Set problem: Copy out all of the material exactly as presented.

Segmentation labeling items:
----------------

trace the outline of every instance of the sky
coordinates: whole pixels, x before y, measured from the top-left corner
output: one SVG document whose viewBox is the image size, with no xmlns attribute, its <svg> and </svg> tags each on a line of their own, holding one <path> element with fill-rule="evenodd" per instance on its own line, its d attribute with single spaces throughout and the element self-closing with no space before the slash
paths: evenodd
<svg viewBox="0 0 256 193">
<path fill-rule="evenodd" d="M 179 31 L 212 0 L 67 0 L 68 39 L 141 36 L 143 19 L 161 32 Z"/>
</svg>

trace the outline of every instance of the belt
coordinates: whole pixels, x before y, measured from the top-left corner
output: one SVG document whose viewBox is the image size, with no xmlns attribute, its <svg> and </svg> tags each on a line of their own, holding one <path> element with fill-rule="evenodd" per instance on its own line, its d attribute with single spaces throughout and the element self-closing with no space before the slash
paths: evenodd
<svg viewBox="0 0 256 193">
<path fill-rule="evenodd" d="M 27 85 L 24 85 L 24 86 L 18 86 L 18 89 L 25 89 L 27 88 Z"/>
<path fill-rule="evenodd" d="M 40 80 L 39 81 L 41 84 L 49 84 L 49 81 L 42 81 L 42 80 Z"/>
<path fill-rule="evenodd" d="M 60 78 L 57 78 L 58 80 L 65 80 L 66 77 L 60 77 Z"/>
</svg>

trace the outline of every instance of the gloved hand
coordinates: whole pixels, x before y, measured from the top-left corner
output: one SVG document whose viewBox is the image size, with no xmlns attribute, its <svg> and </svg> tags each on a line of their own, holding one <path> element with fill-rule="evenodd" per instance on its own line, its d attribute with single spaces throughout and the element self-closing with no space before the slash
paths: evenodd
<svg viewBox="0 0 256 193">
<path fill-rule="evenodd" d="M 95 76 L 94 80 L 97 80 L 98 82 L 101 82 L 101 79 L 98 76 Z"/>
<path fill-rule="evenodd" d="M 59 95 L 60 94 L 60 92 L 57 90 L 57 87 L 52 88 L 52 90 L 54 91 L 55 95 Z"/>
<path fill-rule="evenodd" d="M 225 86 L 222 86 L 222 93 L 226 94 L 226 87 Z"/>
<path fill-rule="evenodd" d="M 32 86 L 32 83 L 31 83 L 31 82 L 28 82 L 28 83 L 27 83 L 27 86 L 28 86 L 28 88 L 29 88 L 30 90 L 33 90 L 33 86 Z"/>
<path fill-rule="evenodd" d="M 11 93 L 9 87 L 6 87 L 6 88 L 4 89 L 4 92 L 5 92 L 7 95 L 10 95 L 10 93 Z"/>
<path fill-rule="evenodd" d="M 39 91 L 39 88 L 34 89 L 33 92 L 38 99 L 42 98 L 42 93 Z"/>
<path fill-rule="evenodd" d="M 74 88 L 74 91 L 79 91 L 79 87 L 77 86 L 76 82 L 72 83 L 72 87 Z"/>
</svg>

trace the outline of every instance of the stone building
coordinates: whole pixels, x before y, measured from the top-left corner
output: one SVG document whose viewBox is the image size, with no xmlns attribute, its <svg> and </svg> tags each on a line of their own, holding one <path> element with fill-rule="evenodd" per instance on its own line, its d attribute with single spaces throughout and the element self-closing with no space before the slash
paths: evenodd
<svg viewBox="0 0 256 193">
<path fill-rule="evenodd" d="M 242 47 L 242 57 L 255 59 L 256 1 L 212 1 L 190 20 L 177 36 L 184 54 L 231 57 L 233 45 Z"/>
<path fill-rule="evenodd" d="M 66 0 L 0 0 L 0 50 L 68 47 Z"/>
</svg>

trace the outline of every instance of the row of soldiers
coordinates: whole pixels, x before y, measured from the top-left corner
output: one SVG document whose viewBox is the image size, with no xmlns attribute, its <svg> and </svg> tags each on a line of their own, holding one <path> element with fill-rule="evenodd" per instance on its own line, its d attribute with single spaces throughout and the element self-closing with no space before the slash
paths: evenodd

----------------

Exercise output:
trace the outline of every instance of the sky
coordinates: whole pixels, x before y, measured from the top-left corner
output: one SVG document whose viewBox is the image size, with no xmlns attribute, its <svg> and </svg> tags each on a line of their own, holding one <path> element with fill-rule="evenodd" per instance on its own line, its d attribute with single spaces throughout and the element self-closing with no space before the slash
paths: evenodd
<svg viewBox="0 0 256 193">
<path fill-rule="evenodd" d="M 179 31 L 212 0 L 67 0 L 68 39 L 141 36 L 143 19 L 161 32 Z"/>
</svg>

trace the outline of every instance of the belt
coordinates: whole pixels, x before y, measured from the top-left corner
output: one SVG document whose viewBox is the image size, with no xmlns attribute, its <svg> and </svg> tags each on a line of their own, holding one <path> element with fill-rule="evenodd" per instance on its own line, its d attribute with single spaces throughout and the element self-closing with no space before the slash
paths: evenodd
<svg viewBox="0 0 256 193">
<path fill-rule="evenodd" d="M 27 85 L 24 85 L 24 86 L 18 86 L 18 89 L 25 89 L 27 88 Z"/>
<path fill-rule="evenodd" d="M 40 80 L 39 81 L 41 84 L 49 84 L 49 81 L 42 81 L 42 80 Z"/>
<path fill-rule="evenodd" d="M 60 78 L 57 78 L 58 80 L 65 80 L 66 77 L 60 77 Z"/>
</svg>

trace the outline of every instance of the gloved hand
coordinates: whole pixels, x before y, measured from the top-left corner
output: one SVG document whose viewBox is the image size, with no xmlns attribute, its <svg> and </svg> tags each on a line of their own, holding one <path> element with fill-rule="evenodd" per instance on its own line, its d attribute with single spaces throughout and the element self-closing with no space before the slash
paths: evenodd
<svg viewBox="0 0 256 193">
<path fill-rule="evenodd" d="M 95 76 L 94 80 L 97 80 L 98 82 L 101 82 L 101 79 L 98 76 Z"/>
<path fill-rule="evenodd" d="M 59 95 L 60 94 L 60 92 L 57 90 L 57 87 L 52 88 L 52 90 L 54 91 L 55 95 Z"/>
<path fill-rule="evenodd" d="M 225 86 L 222 86 L 222 93 L 226 94 L 226 87 Z"/>
<path fill-rule="evenodd" d="M 32 86 L 32 83 L 31 83 L 31 82 L 28 82 L 28 83 L 27 83 L 27 86 L 28 86 L 28 88 L 29 88 L 30 90 L 33 90 L 33 86 Z"/>
<path fill-rule="evenodd" d="M 11 93 L 9 87 L 6 87 L 6 88 L 4 89 L 4 92 L 5 92 L 7 95 L 10 95 L 10 93 Z"/>
<path fill-rule="evenodd" d="M 39 91 L 39 88 L 34 89 L 33 92 L 38 99 L 42 98 L 42 93 Z"/>
<path fill-rule="evenodd" d="M 74 88 L 74 91 L 79 91 L 79 87 L 77 86 L 76 82 L 72 83 L 72 87 Z"/>
</svg>

trace the outline of every instance of the stone building
coordinates: whole pixels, x before y, measured from the top-left corner
output: one SVG document whose viewBox is the image size, with no xmlns attribute, its <svg> and </svg> tags each on a line of their own, holding one <path> element with fill-rule="evenodd" per instance on its own line, its d attribute with single spaces throughout and the element self-closing with no space before the slash
paths: evenodd
<svg viewBox="0 0 256 193">
<path fill-rule="evenodd" d="M 242 47 L 242 57 L 255 59 L 256 1 L 212 1 L 190 20 L 177 36 L 184 54 L 231 57 L 233 45 Z"/>
<path fill-rule="evenodd" d="M 66 0 L 0 0 L 0 50 L 68 47 Z"/>
</svg>

trace the outline of every instance of the row of soldiers
coordinates: whole pixels, x before y, measured from the top-left corner
output: one SVG document whose viewBox is the image size, with no xmlns attribute, its <svg> and </svg> tags each on a line of their own, holding one <path> element with fill-rule="evenodd" per instance on its own line, its d attribute with single spaces throughout and the element self-closing with no space before the slash
paths: evenodd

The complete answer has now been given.